YOUR ASSIGNMENT => Output all of the data below exactly as given.

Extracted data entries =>
──────

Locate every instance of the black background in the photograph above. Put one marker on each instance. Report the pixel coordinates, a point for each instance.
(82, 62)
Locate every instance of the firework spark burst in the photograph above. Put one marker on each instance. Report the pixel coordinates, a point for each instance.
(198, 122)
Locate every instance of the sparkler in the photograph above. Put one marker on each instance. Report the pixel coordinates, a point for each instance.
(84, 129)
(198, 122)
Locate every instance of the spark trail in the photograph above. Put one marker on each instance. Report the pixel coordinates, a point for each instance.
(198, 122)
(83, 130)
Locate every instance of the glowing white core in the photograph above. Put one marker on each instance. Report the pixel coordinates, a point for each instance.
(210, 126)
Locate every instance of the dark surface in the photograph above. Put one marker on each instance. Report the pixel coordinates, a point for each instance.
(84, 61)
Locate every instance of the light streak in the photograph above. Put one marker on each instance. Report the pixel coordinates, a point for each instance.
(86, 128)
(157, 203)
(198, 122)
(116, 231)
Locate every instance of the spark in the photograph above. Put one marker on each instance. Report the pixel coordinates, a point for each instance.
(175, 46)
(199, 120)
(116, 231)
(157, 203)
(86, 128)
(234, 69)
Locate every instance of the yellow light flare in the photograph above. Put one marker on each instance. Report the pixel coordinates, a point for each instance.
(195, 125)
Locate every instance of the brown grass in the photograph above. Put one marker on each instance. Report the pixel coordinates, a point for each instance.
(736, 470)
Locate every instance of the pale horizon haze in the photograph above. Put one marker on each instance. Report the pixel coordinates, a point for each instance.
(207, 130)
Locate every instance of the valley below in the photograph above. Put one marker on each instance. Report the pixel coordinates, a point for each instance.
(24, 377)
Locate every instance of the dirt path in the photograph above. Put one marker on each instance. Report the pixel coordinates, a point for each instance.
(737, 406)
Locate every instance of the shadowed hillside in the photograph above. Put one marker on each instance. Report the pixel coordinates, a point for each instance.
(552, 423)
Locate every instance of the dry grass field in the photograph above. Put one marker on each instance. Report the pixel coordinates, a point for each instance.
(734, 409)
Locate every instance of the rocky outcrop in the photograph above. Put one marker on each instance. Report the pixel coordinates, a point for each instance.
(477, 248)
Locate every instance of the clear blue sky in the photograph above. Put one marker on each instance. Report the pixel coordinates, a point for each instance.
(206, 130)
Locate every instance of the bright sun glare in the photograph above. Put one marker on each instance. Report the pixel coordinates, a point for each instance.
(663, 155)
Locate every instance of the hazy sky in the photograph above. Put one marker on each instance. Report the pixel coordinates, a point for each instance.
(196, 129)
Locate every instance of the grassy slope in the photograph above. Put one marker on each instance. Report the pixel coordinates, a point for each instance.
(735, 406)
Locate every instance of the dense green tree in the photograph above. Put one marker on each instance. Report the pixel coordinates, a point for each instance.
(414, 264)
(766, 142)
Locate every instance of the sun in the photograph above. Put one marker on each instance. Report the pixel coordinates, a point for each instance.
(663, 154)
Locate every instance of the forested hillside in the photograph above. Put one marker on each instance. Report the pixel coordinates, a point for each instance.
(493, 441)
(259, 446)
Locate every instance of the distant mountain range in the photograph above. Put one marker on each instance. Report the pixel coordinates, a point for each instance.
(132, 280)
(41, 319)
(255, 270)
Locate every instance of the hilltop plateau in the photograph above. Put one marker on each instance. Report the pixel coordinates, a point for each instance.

──────

RESPONSE =>
Locate every instance of the black background in the photograph above. Put one marker on each instance. Report the pixel coordinates, a point for each instance.
(82, 62)
Locate every instance of the firework spark burst in the photograph above. Put one marker on each instance. Report the pixel coordinates, a point for each instance.
(198, 122)
Locate every instance of the sparkler in the photograph above. Put one marker on each instance. Report the pixel coordinates, a point for each instance.
(84, 129)
(198, 122)
Locate every instance of the spark trail in the photograph above. Put one marker on each instance. Report the pixel coordinates, a point for each instance.
(198, 122)
(83, 130)
Locate every instance of the glowing white core in the photograph above. Put one marker on each instance. Report the pixel coordinates, a point for each instance.
(210, 126)
Locate every instance of the dark surface in the photograph above. Put one marker on each instance. Report the pixel coordinates, a point for each instance.
(84, 61)
Locate every instance of the light streak in the photograph above. Put one marker on each instance. Report the pixel coordinates, a point for each instance.
(86, 128)
(157, 203)
(198, 122)
(116, 231)
Locate every instance of the spark in the photograph above. Put one marker on each instance. Report the pixel coordinates, a point for each instance.
(175, 46)
(199, 120)
(116, 231)
(157, 203)
(86, 128)
(234, 69)
Locate every instance of the yellow light flare in the photograph above. Put one marker on each instance. Report the pixel coordinates, a point for each instance.
(195, 125)
Locate every instance of the brown grass in the photograph above. Put one marker on each instance. Report the pixel coordinates, a point for each instance.
(736, 470)
Locate every instance of the pale horizon haze in the photograph above. Put one marker on each instance. Report the pixel coordinates, a point for each instance.
(207, 130)
Locate every instance of the valley below in the photograph above. Put one marker on each instance. Report the pixel coordinates, a point for each instance.
(24, 377)
Locate every instance of the dirt path in the photograph above. Put one marker on each instance. Report the pixel coordinates, a point for each instance.
(737, 406)
Locate every instance of the shadowed hillside in the photograph above. Put one marker on each instance. Report the pixel coordinates, a point for each instance.
(552, 423)
Locate every instance of the dry grass field in the photograph above. Put one marker on each instance. Report the pixel coordinates, a point for each instance.
(734, 409)
Locate every instance of the rocky outcrop in the photograph above. Put one marker on each instance. Report the pixel coordinates, a point for each instance.
(477, 248)
Locate every instance of the clear blue sky in the photograph above. Put one marker on each instance. Report the pixel coordinates, a point for each instance.
(206, 130)
Locate every instance of the bright sun glare in the photograph above. Put one marker on each instance. Report the pixel coordinates, a point for each instance.
(663, 155)
Locate every instance of the hazy sky in the photograph above. Put one marker on each instance. Report the pixel coordinates, a point for each instance.
(196, 129)
Locate every instance of the grassy slope in the photograph above. Put one marker on each instance. Report the pixel coordinates, a point for each instance.
(735, 406)
Locate every instance of the dense green tree in the photograph above. Put one marker on each instance. Report the pixel coordinates, a point for each instance.
(414, 264)
(766, 142)
Locate every instance of the sun in the photograph above. Put one marker on each instance. Report the pixel coordinates, a point for each instance.
(663, 154)
Locate every instance of the forested hillside in the photograph above. Put one marker on each instance. Report the pixel coordinates, a point for each instance.
(493, 441)
(259, 446)
Locate every instance of the distant mountain range in the photograph above. Put one marker on each instance. Report the pixel coordinates, a point for each instance.
(132, 280)
(41, 319)
(255, 270)
Locate every instance of the hilltop plateau in the photograph above. Put one marker on each instance. Report the pixel coordinates, a point for each instance.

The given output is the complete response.